== Dataset extract ==

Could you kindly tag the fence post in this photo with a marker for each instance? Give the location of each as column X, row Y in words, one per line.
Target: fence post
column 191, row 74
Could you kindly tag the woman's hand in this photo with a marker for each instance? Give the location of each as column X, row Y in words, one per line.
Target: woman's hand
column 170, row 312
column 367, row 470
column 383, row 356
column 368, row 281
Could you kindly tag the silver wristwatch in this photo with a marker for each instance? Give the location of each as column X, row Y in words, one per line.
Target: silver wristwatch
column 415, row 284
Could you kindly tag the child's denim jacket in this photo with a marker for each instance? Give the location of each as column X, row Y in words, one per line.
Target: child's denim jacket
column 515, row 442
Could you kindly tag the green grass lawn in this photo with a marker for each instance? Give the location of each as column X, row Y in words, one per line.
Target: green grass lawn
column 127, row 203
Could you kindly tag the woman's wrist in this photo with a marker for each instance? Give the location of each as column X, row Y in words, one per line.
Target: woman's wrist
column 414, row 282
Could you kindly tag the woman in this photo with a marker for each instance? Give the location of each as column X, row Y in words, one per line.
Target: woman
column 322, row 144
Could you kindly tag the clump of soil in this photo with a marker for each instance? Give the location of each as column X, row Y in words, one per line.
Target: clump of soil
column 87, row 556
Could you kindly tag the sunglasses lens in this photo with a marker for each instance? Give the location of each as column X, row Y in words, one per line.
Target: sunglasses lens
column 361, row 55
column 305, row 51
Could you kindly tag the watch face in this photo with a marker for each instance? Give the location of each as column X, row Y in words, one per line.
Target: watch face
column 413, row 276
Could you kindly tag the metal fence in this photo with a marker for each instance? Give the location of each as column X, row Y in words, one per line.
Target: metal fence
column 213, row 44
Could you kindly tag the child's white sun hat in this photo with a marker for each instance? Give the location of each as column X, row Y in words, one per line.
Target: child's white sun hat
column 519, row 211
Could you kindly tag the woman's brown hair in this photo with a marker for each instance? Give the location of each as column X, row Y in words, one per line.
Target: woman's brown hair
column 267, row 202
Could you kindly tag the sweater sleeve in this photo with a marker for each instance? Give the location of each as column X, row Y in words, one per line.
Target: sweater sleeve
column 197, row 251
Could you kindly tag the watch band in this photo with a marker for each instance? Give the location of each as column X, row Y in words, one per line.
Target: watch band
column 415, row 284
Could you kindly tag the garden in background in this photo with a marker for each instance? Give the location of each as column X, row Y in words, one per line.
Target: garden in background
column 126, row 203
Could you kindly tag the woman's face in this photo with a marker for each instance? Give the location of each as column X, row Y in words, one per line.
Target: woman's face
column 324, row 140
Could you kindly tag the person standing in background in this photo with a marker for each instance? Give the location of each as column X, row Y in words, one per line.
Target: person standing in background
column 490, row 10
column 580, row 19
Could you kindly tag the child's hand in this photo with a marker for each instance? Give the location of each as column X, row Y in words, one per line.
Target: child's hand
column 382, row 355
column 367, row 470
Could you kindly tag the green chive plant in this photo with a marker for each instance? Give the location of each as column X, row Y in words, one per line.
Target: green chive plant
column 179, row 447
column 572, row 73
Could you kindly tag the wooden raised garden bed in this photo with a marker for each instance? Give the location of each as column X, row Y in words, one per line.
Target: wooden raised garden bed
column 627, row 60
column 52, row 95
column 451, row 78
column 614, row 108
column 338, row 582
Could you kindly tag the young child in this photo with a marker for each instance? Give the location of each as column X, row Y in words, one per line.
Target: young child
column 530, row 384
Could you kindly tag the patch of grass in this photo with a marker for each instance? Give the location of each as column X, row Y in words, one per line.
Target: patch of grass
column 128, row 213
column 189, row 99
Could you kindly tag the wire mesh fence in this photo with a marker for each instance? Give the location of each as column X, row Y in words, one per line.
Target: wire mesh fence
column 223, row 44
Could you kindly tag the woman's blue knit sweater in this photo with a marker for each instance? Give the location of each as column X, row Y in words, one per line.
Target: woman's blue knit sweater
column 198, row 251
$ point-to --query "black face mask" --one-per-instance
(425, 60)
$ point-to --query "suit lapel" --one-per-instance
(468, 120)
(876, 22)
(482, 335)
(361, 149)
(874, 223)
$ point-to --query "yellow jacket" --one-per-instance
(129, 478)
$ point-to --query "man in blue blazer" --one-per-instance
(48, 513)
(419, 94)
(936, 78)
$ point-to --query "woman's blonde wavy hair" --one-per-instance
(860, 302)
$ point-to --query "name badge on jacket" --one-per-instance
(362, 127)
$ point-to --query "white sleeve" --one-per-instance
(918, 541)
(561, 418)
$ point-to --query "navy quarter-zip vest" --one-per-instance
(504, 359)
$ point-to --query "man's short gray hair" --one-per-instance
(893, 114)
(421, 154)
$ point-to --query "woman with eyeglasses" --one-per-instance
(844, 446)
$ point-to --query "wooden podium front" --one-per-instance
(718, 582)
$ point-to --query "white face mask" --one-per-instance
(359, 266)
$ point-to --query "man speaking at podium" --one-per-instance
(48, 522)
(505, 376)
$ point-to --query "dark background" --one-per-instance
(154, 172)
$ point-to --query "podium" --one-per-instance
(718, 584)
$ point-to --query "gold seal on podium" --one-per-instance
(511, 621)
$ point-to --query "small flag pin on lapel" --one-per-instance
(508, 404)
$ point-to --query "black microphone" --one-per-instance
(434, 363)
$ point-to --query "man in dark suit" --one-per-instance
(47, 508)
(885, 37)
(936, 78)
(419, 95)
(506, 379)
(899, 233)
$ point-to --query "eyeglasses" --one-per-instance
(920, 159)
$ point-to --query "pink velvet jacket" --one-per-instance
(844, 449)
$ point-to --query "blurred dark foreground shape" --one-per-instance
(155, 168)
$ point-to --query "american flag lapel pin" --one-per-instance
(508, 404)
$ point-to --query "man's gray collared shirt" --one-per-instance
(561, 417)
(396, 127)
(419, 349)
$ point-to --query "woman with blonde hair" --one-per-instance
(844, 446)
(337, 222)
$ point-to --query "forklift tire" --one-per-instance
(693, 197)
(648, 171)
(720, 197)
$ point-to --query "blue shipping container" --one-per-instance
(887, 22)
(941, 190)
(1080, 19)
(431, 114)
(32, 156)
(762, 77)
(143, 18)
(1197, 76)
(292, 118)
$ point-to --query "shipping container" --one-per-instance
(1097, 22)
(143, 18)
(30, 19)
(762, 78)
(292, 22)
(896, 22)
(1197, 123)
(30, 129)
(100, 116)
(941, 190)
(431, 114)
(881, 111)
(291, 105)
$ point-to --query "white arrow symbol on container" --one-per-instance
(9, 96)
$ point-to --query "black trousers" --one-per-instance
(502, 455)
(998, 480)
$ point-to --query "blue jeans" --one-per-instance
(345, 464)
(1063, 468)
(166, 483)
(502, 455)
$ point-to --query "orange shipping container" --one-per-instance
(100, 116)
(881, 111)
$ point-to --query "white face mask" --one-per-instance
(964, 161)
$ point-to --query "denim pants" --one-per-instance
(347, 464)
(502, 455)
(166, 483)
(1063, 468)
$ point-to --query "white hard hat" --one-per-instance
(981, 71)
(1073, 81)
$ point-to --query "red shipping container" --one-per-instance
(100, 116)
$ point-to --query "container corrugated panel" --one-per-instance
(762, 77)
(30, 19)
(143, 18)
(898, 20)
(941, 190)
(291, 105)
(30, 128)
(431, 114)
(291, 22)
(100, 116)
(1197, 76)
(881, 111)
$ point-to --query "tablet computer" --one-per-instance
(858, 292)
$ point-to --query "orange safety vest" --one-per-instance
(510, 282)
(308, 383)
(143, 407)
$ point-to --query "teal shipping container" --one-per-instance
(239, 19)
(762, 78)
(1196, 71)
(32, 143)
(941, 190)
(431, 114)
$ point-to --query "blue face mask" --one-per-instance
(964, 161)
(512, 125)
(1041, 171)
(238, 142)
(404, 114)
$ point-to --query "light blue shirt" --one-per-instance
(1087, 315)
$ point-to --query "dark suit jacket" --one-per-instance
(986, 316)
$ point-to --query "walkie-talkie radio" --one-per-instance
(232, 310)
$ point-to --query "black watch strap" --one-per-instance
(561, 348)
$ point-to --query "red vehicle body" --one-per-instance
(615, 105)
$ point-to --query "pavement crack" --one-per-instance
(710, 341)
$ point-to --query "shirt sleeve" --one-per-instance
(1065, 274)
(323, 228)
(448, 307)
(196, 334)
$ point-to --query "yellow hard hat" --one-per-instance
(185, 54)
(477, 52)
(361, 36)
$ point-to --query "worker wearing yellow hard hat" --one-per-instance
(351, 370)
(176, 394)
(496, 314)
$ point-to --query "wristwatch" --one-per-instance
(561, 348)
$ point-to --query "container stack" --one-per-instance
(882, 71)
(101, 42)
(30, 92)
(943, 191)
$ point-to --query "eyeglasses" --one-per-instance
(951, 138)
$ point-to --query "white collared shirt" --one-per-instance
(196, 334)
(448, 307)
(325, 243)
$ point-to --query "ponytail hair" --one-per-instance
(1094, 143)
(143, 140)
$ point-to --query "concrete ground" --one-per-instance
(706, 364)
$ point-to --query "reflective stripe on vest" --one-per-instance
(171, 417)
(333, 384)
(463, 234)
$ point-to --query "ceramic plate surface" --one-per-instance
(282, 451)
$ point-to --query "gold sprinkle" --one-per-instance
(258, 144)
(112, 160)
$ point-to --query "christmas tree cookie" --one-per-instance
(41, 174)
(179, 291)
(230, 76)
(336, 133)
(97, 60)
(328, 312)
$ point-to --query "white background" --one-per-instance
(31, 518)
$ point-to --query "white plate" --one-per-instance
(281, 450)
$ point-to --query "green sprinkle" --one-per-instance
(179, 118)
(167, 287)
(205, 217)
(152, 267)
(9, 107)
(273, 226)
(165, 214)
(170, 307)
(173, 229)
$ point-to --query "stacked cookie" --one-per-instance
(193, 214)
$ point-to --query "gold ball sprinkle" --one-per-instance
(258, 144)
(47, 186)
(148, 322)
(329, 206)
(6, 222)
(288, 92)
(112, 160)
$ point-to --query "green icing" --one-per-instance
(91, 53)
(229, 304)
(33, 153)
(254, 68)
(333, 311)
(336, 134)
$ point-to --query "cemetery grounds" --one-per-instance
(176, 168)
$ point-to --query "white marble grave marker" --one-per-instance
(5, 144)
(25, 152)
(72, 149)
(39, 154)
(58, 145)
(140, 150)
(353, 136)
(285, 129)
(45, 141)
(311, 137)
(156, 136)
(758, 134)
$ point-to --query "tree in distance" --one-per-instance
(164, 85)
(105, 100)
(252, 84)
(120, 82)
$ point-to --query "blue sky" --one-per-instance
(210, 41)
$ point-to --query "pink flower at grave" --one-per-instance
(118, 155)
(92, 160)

===

» Work request: Write out exactly the lines above between the line with "Could you kindly tag the child's hand" and the line with "Could you kindly tag the woman's blue", inclusive, and nothing beyond them.

» Output of the task:
Could you kindly tag the child's hand in this photo with a marker for each instance? Give the location of each as column X, row Y in words, one per line.
Target: child's hand
column 382, row 355
column 367, row 470
Could you kindly tag the green chive plant in this photo with a marker for each instance? Give the location of each as column X, row Y in words, one per line.
Target: green chive plant
column 179, row 447
column 572, row 73
Could you kindly tag the wooden raised garden bed in this photo with a marker for each instance? Give the location of each as column X, row Y in words, one per line.
Target: wooden raised garden bed
column 627, row 60
column 52, row 95
column 451, row 78
column 614, row 108
column 338, row 582
Could you kindly tag the young child in this photo with a marker for each instance? Give the location of each as column X, row Y in words, one per line.
Target: young child
column 530, row 384
Could you kindly tag the patch of grass in this photo with a marker for each instance? Give the location of each as column X, row Y in words, one per line.
Target: patch of grass
column 128, row 213
column 189, row 99
Could you kindly tag the wire mesh fence in this photo with a marker for each instance? Give the location of each as column X, row Y in words, one per line.
Target: wire mesh fence
column 223, row 44
Could you kindly tag the woman's blue knit sweater in this photo with a marker for each instance? Give the location of each as column X, row Y in words, one per line.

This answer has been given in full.